▶ **WHAT TO WORK ON**: From the rows below, keep only the lines that contain the string "query", and copy each of those lines unchanged.

== DATA FOR PROCESSING ==

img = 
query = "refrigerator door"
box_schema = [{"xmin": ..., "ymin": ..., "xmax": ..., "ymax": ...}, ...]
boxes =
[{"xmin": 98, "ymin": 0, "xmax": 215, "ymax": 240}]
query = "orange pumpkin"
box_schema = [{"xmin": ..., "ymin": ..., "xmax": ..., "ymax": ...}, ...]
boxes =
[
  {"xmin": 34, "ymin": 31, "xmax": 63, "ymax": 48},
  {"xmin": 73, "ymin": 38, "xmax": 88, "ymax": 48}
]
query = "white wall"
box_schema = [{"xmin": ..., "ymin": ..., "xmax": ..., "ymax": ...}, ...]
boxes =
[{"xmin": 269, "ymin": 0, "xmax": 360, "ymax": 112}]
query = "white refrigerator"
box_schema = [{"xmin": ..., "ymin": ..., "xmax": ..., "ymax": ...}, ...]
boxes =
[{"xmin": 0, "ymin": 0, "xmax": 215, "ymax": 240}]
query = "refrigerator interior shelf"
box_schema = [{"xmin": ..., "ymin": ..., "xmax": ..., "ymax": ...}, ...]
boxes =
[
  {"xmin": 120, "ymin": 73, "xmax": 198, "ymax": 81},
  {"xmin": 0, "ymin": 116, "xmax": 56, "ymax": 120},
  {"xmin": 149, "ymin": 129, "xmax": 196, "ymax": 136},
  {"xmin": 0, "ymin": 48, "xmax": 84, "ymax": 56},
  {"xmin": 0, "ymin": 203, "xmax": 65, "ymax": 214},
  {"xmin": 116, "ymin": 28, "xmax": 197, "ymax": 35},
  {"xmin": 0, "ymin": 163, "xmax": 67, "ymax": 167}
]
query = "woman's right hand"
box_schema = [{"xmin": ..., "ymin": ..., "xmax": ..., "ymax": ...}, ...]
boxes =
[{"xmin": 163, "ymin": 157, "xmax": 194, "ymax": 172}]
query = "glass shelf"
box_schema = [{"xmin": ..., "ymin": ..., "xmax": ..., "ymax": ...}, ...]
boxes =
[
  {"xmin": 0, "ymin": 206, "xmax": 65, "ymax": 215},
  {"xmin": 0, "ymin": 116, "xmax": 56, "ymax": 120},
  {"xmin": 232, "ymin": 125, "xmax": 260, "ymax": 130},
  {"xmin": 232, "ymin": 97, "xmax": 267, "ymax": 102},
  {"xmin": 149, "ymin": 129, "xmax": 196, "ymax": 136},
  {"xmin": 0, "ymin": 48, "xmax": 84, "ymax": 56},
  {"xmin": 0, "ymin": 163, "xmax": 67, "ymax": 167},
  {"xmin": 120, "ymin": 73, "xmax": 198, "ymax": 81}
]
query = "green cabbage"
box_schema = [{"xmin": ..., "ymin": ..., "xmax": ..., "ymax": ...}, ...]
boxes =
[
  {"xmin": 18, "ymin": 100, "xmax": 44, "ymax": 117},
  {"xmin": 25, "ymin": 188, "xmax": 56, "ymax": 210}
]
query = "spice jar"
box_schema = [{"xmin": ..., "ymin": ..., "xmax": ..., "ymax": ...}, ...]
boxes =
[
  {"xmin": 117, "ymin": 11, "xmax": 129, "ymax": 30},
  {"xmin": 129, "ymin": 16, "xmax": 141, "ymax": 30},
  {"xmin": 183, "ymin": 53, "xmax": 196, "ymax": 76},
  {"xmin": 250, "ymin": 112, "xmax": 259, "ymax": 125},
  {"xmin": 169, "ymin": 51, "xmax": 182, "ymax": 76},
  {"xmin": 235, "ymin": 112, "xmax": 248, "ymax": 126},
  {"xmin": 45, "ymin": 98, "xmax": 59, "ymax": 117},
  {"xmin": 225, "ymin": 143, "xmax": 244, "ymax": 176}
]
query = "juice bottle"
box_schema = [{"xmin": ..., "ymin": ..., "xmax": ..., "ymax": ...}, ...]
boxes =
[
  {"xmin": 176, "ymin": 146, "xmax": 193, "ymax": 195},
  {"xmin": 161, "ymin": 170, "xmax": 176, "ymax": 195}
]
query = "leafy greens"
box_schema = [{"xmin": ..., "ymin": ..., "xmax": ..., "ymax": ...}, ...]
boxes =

===

▶ **SOLUTION TO THE PROBLEM**:
query = "refrigerator door"
query = "orange pumpkin"
query = "white wall"
query = "white refrigerator"
query = "refrigerator interior shelf"
query = "woman's right hand"
query = "glass shelf"
query = "green cabbage"
query = "spice jar"
query = "juice bottle"
query = "leafy greens"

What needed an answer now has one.